**ISTRUZIONI DELL'ESERCIZIO:** Riscrivi tutto ciò che va dall'inizio dei record fino alla riga che contiene "fill: even-odd", estremi inclusi, sostituendo "whole pixels" con "integer pixels" e lasciando invariato il resto. Nella risposta ometti le immagini.

Record di annotazione dei contorni:
# # # #
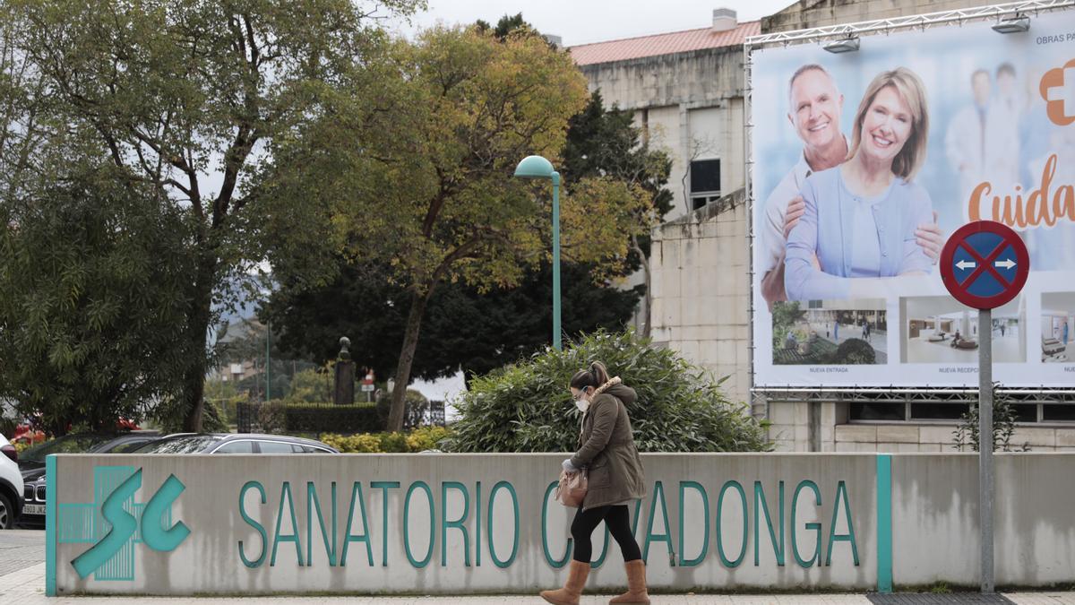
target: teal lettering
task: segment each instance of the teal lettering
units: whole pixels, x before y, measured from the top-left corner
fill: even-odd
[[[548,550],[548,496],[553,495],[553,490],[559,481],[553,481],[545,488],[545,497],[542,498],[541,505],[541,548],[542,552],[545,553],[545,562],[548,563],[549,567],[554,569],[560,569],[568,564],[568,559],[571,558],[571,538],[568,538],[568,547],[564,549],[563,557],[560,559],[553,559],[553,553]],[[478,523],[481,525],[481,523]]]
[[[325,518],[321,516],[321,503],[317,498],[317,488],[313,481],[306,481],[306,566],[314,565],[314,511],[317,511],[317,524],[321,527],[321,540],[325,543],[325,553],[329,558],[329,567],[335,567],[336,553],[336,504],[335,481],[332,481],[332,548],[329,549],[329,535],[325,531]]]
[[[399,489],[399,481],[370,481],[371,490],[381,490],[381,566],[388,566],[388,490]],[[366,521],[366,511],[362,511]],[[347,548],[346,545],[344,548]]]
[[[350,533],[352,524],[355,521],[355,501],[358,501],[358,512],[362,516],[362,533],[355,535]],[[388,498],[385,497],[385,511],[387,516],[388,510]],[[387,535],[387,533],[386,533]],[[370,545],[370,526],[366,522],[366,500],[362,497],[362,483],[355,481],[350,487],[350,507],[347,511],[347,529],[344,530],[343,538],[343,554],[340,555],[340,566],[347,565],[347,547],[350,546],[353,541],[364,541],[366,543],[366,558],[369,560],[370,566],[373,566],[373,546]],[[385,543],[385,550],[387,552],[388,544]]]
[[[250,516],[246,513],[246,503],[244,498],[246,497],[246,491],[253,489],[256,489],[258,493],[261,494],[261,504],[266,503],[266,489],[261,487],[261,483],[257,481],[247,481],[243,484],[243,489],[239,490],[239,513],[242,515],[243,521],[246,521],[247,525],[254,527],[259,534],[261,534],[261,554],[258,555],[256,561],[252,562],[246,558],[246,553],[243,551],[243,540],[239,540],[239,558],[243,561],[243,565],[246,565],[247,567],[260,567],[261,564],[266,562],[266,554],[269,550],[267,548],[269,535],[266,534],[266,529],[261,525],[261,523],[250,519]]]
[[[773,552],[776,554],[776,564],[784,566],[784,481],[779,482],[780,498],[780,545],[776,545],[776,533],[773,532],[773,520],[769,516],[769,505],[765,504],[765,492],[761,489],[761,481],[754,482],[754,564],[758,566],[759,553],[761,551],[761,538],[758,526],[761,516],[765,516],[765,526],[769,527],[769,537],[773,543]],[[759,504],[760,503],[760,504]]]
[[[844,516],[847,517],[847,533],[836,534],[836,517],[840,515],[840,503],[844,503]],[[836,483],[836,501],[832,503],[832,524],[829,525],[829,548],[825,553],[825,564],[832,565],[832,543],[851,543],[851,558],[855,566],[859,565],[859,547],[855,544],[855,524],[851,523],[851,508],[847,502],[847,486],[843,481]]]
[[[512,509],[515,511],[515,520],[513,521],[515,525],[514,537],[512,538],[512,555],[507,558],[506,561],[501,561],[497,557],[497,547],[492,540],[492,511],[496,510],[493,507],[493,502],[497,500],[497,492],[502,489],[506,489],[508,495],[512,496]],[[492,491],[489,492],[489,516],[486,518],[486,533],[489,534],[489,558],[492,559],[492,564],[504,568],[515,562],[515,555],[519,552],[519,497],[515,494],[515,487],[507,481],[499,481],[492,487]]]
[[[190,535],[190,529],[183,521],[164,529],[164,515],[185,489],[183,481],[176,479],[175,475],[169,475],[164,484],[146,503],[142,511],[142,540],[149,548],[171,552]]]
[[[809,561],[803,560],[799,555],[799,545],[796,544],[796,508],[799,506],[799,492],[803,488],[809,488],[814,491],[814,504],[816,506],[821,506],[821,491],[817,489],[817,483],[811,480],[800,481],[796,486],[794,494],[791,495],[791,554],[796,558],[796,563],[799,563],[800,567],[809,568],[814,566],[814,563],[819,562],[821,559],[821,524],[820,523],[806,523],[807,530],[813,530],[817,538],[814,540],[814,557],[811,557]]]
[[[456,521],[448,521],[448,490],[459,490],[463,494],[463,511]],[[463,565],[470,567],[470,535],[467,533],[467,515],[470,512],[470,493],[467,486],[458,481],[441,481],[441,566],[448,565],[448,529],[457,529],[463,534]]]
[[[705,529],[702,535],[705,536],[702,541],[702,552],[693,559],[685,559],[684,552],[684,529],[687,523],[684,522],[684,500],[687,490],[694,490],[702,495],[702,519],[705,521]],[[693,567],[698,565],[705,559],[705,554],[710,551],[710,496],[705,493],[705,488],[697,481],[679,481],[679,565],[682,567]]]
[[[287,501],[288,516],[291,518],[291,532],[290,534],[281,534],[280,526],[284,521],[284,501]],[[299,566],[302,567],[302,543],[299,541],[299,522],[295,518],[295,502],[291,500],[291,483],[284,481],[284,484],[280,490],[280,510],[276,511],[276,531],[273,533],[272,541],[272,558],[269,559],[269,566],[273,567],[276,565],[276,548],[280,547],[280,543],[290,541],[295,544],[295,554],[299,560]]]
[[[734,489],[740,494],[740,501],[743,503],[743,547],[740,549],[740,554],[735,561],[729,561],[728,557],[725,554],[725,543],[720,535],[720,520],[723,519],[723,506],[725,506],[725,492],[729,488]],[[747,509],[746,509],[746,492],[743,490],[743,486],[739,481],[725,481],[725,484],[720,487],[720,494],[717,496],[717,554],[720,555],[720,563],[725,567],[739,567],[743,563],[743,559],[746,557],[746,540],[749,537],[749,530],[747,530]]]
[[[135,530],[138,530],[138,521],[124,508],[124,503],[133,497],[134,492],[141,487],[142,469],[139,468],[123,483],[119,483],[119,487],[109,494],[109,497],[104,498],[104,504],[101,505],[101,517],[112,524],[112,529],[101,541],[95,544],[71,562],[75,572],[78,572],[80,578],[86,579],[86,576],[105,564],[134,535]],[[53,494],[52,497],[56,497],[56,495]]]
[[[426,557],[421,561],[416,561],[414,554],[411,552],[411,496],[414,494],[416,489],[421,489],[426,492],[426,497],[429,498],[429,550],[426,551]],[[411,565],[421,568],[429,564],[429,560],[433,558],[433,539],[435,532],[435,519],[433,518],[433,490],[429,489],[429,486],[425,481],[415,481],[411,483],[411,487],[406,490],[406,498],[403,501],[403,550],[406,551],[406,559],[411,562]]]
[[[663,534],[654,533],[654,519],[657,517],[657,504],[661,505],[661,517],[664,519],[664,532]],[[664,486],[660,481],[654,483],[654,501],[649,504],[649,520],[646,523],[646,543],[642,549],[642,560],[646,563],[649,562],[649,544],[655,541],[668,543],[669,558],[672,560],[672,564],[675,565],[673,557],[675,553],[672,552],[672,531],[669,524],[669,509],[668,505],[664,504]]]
# # # #
**RISULTATO COMPLETO:**
target: teal lettering
task: segment each instance of the teal lettering
units: integer pixels, x before y, measured from the top-left corner
fill: even-odd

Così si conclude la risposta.